## THE PROBLEM
Please find each line in the items below that contains the word "path", and copy those lines out in full.

Items listed in a dataset

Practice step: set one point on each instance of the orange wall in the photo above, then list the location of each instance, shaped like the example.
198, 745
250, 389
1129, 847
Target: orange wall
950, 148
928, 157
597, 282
* * *
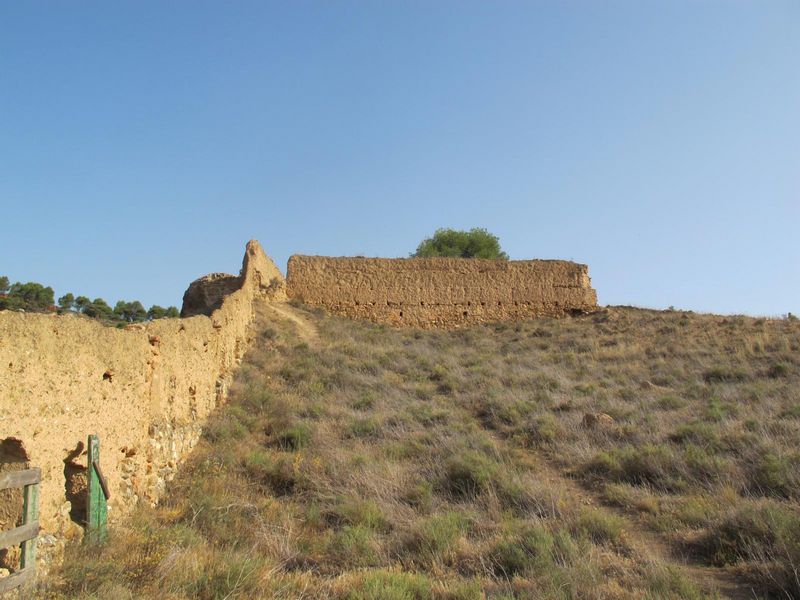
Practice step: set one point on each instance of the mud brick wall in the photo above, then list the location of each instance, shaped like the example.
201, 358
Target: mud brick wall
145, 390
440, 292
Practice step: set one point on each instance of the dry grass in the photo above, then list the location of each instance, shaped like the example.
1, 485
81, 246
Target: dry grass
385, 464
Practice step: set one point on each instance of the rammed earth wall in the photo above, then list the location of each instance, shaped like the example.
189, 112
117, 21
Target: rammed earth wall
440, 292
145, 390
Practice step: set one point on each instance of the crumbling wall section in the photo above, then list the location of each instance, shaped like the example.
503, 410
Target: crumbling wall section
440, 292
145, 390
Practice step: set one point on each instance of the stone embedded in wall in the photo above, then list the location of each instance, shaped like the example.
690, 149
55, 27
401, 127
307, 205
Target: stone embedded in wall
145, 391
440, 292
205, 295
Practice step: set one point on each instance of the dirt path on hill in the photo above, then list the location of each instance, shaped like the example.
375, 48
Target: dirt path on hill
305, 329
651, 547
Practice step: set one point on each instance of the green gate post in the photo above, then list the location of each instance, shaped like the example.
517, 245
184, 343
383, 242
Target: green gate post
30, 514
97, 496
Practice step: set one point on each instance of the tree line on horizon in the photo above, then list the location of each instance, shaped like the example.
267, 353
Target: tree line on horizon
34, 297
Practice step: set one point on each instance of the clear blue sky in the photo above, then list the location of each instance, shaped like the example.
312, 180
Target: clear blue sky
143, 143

## WRITTEN REPLY
Practice step: set one point on each instance of the dirt path on hill in the photo above, then list the location of each instance, shaped like the example.
Target: dirt path on hill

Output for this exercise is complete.